## START

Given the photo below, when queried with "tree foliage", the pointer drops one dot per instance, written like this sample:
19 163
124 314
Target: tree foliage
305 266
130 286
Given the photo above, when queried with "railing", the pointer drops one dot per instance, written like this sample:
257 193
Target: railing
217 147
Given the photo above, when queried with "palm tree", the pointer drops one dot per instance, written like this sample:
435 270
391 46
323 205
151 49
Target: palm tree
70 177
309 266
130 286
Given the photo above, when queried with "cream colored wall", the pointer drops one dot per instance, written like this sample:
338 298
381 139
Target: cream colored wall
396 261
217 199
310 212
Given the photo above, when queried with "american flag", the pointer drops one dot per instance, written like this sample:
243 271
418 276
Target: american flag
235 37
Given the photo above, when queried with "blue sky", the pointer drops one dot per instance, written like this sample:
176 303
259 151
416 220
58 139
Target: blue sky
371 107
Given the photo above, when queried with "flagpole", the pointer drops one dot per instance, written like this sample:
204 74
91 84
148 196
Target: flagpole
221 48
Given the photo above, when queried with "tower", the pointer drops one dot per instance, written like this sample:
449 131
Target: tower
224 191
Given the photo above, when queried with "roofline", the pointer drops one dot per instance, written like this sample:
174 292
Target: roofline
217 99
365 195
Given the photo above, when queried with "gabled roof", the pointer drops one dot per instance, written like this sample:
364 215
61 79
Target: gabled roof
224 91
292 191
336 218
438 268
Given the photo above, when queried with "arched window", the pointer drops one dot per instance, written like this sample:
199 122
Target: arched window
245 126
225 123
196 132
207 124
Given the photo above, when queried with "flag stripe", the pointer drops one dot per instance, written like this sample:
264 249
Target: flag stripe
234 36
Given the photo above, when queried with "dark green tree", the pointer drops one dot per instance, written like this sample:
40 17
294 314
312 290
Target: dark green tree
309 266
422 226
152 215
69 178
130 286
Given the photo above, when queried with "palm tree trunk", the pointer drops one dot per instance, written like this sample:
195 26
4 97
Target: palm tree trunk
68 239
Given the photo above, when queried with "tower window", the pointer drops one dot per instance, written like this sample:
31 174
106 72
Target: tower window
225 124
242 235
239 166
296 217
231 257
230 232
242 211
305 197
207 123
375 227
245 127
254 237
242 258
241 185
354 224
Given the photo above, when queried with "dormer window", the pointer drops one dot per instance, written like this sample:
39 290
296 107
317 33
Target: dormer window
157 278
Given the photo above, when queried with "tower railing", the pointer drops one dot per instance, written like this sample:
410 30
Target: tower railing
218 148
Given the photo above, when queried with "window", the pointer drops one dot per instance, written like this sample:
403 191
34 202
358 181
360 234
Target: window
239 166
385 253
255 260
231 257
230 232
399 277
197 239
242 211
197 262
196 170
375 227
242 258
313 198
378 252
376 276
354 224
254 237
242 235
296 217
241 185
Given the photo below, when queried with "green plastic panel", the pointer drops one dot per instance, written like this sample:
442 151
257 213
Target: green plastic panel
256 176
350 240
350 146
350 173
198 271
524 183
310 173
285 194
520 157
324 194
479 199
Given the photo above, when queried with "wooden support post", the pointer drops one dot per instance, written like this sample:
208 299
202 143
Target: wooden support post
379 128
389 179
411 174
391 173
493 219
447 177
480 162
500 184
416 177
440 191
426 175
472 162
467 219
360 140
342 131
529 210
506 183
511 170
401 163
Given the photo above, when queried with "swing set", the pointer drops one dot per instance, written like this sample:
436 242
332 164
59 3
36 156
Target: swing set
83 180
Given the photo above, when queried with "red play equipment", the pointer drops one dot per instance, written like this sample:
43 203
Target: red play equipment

## END

TASK DIRECTIONS:
How many lines in the records above contain the string "roofline"? Reply with the number alone.

COMPLETE RESPONSE:
2